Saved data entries
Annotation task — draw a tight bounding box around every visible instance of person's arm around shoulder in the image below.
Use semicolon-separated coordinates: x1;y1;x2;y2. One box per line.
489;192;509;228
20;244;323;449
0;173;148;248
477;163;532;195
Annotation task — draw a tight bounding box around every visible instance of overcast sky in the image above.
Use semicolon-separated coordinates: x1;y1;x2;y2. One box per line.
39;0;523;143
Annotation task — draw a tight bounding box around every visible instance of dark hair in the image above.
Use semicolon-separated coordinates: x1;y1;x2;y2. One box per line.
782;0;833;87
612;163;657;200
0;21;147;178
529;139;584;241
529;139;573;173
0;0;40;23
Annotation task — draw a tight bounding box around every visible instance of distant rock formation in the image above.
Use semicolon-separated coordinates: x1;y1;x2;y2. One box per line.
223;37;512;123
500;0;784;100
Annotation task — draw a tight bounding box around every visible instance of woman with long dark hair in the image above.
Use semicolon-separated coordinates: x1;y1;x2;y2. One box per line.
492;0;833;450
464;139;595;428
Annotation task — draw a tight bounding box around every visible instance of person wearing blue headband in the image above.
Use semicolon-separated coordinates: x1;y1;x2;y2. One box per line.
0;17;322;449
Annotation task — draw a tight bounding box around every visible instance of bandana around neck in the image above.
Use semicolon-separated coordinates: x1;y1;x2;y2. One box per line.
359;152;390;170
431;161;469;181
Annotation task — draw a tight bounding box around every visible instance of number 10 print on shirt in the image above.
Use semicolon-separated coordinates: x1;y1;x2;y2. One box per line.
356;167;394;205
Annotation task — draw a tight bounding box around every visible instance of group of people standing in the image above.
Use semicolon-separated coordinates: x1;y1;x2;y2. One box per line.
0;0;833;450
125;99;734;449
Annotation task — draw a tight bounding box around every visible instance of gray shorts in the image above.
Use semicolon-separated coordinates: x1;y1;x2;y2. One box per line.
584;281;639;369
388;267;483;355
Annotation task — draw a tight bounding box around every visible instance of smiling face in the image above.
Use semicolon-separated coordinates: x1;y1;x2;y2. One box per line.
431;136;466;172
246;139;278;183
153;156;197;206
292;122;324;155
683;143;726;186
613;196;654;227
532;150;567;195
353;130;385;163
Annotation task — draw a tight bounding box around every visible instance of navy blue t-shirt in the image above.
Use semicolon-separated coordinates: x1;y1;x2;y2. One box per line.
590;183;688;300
...
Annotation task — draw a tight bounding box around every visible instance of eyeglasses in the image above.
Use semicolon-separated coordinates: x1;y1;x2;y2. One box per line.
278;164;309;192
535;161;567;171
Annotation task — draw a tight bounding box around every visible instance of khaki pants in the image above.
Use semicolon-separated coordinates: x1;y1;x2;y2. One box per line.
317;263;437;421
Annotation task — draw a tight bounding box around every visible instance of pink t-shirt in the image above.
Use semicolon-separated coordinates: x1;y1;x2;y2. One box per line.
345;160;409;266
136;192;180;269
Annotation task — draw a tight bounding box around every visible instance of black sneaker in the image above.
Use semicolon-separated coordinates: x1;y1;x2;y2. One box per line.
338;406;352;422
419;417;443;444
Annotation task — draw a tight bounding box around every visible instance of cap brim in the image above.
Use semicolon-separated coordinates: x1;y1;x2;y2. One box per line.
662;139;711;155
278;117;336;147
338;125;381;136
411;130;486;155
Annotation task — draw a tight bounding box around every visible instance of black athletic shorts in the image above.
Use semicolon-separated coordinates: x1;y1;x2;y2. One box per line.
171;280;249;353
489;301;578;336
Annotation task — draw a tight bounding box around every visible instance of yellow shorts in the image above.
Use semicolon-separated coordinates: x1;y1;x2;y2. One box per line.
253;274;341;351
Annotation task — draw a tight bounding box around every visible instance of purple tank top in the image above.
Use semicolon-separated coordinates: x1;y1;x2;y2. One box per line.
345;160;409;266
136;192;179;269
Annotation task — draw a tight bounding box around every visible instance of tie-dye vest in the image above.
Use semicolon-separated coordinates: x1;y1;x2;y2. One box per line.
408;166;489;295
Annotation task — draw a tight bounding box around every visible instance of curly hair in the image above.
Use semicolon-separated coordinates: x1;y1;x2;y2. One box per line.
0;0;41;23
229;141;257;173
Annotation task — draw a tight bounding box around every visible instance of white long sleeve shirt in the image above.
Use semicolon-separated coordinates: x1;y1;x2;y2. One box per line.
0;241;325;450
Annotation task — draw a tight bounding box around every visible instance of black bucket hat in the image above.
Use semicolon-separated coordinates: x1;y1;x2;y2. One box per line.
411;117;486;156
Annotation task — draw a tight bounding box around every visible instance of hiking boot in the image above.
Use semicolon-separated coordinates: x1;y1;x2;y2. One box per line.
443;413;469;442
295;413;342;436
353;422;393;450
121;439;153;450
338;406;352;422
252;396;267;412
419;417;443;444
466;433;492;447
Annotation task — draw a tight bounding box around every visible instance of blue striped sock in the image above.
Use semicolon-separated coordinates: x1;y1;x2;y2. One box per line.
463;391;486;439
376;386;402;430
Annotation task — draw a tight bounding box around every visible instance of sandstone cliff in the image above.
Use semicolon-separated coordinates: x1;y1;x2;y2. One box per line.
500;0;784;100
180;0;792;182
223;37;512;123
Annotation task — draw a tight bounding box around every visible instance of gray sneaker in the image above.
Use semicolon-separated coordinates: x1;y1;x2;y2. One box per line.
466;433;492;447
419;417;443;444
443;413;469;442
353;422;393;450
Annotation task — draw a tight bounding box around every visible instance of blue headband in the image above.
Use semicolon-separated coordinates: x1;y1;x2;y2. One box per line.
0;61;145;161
---
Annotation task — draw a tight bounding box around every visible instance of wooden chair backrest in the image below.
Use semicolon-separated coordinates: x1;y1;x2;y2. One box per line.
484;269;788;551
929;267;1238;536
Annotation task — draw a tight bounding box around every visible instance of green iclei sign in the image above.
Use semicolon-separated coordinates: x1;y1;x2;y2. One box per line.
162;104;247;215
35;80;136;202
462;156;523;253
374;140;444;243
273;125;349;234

Instructions for the task —
Copy the listing word for word, from the line containing "shoulder in the image below." to the line containing "477;163;532;195", with both of those lines included.

Answer to the task —
Annotation task — draw a tight bounding box around every visible instance of person's arm around shoulder in the image below.
Use semicolon-separated coordinates: x1;y1;x2;y2. One box per line.
489;192;509;228
20;244;323;449
0;173;148;248
477;163;532;195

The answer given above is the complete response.